* Assignment: Of the lines listed below, return exactly those that run from the line containing "Practice step: locate the wooden plank" through the line containing "Practice step: locate the knot", both included.

○ ○ ○ ○

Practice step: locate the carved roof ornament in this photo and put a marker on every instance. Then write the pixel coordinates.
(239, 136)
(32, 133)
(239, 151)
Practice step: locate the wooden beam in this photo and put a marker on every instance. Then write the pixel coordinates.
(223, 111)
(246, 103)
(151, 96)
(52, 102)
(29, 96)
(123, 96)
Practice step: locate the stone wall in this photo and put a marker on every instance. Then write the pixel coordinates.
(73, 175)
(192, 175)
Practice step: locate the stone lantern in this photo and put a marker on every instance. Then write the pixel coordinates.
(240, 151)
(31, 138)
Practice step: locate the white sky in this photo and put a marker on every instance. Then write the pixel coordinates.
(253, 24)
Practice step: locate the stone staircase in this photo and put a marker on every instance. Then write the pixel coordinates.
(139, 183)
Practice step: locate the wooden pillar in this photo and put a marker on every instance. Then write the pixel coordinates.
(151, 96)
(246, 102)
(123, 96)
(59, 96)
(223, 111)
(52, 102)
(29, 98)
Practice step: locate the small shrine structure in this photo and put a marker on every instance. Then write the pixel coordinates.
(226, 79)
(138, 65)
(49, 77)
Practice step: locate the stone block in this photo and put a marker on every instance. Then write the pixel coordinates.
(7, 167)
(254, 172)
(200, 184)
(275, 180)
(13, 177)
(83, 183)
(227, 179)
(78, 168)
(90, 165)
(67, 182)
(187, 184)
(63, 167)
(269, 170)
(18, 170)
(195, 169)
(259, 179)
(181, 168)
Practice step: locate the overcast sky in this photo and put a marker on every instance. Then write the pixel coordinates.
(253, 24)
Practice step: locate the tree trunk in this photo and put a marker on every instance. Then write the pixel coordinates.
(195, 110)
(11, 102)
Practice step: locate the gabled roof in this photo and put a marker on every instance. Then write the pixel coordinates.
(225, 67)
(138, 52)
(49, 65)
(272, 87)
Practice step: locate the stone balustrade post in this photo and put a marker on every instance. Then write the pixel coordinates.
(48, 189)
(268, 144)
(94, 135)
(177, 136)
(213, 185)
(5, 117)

○ ○ ○ ○

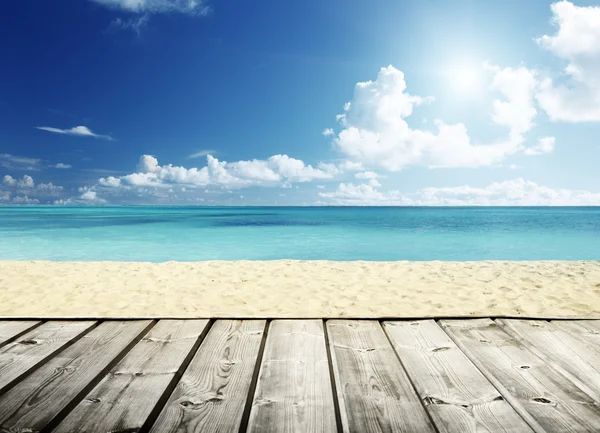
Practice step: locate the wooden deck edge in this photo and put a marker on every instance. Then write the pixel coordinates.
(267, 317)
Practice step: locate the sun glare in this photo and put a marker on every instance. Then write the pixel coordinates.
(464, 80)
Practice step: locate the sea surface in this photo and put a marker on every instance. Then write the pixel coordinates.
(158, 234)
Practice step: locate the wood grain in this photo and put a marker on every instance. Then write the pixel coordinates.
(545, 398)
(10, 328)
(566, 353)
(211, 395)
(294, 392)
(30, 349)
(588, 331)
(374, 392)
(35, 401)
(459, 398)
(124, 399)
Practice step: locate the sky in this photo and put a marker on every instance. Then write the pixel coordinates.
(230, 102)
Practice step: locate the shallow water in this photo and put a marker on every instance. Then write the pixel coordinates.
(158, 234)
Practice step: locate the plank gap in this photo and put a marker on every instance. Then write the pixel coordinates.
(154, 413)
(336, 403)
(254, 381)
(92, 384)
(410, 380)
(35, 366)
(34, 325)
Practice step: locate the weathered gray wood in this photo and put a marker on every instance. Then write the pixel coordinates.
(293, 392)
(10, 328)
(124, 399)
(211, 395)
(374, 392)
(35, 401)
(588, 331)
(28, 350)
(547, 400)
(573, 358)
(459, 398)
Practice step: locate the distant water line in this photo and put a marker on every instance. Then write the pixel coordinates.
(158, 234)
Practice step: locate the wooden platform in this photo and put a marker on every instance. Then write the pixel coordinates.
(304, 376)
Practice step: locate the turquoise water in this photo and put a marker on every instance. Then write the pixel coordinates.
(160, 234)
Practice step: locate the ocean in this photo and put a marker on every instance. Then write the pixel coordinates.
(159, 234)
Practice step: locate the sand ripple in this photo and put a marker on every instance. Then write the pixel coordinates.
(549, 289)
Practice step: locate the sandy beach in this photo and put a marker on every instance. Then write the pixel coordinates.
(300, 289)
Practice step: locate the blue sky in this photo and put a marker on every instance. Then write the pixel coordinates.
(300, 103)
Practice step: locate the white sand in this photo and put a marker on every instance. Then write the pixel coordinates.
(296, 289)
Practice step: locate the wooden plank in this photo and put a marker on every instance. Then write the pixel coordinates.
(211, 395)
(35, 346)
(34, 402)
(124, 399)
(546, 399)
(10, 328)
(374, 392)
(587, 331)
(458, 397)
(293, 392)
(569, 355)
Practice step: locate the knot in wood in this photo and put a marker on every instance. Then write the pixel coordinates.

○ ○ ○ ○

* Solution to this task:
Practice step: locate the wooden plank in this photo and put a marker on every instance. Then write the pixel coordinates.
(211, 395)
(35, 346)
(34, 402)
(124, 399)
(546, 399)
(10, 328)
(374, 392)
(587, 331)
(458, 397)
(293, 392)
(569, 355)
Practice step: locate the knot in wood in this photo and put a marker on every instance. Then write the pixel coordinates.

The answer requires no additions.